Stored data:
* * *

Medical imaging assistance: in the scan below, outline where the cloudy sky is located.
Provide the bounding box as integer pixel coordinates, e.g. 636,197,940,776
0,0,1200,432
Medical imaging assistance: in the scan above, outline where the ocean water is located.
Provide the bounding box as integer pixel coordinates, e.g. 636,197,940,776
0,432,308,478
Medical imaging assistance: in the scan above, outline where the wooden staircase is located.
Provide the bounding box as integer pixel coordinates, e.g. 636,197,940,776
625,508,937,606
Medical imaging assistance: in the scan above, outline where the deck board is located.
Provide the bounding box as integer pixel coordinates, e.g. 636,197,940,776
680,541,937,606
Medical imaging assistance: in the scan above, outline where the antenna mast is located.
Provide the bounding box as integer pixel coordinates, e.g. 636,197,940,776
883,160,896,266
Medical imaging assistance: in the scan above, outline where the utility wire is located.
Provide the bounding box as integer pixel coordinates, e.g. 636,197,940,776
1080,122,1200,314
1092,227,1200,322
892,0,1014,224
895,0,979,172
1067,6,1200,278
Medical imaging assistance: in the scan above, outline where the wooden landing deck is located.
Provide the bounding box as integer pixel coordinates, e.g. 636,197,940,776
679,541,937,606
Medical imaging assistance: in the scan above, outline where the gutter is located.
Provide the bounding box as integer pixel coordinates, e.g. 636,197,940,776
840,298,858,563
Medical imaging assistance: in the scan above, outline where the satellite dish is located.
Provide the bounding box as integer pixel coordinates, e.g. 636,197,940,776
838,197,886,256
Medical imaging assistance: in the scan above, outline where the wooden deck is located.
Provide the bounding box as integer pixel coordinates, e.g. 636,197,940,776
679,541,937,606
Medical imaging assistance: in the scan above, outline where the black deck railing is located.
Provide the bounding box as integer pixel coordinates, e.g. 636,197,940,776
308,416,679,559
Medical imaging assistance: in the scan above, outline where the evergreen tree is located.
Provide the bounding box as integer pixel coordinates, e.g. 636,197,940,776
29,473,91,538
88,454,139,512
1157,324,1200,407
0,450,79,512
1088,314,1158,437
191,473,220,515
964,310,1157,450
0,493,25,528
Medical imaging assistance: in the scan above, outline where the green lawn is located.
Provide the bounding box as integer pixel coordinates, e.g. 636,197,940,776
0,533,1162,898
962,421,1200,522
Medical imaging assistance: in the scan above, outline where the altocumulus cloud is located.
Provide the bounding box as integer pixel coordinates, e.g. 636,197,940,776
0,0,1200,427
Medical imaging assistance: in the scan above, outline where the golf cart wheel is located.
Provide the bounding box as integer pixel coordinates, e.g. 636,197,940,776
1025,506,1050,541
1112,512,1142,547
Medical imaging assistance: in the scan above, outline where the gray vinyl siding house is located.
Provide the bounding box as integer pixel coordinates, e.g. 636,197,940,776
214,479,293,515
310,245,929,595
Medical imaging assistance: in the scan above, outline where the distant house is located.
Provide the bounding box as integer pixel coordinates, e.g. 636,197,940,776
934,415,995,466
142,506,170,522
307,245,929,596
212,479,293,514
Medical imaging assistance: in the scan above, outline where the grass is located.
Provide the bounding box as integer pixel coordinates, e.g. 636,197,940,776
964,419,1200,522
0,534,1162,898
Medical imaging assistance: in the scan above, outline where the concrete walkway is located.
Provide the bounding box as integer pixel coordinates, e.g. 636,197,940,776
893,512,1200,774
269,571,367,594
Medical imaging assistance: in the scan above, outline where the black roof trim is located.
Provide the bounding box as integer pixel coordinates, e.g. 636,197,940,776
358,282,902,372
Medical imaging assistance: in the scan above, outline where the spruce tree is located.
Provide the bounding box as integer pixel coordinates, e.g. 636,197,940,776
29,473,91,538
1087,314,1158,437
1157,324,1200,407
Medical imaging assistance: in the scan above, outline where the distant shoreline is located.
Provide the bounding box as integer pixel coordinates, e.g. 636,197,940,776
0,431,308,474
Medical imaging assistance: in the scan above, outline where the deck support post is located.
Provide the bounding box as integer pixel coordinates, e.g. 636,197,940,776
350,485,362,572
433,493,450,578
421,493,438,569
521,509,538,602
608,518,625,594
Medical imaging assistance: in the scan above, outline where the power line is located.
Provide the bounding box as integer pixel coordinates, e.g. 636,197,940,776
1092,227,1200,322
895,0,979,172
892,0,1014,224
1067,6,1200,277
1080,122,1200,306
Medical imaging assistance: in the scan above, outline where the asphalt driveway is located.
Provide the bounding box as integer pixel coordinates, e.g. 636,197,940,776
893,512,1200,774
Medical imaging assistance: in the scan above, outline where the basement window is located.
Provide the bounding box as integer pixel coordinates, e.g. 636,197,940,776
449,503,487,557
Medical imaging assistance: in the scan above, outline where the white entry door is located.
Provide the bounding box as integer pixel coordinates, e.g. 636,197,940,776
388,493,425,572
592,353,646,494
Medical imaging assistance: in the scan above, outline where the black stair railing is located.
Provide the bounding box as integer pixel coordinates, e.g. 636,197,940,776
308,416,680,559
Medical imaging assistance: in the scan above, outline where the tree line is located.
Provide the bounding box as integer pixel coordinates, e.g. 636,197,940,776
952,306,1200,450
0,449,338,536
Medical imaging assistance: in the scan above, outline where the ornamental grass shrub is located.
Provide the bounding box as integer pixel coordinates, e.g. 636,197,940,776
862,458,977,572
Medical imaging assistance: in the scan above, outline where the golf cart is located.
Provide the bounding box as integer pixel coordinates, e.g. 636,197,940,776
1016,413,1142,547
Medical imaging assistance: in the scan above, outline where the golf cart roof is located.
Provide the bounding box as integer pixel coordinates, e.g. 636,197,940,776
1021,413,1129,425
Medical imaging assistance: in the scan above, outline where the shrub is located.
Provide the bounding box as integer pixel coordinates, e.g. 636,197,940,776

* * *

• Task goal
Copy out the data word for word, starting at the line that contains "door is located." and continuing through the last line of the data, with both of those lines included.

• Exercise answer
Medical imaging assistance: in the scan above, outline where the white entry door is located.
Provide the bounding box as integer pixel coordinates, e.g. 636,197,940,776
388,493,425,572
592,353,646,494
Medical imaging assistance: in the scan above, outline where the black stair railing is located.
Provide the bounding box as integer pixel coordinates, e.g. 636,197,940,776
308,416,680,559
Medical imaging assistance: in the scan above, outline where the tree line is located.
Provide the bounding box as integer pixel coordinates, e.g. 636,197,940,776
952,306,1200,450
0,449,338,536
Medical imaging assistance: in the scan above, outline where the ornamental grass shrub is located.
Provide the bounding box as integer pixel coordinates, e.g. 636,197,940,776
862,458,977,572
Medical imaging assistance: in the scan above, outline where the golf cart is located.
Provide the bounding box as integer pixel coordinates, e.g. 636,197,940,776
1016,413,1142,547
Medical imaging assistance: in the scan above, outline where the golf cart roof is located.
Provide the bounding box as integer pixel coordinates, e.g. 636,197,940,776
1021,413,1129,425
Medical imaging assistance: in the scan above, outline where the shrub is located.
Provide the bounding box as integer pixel coordinates, e.g. 636,197,940,776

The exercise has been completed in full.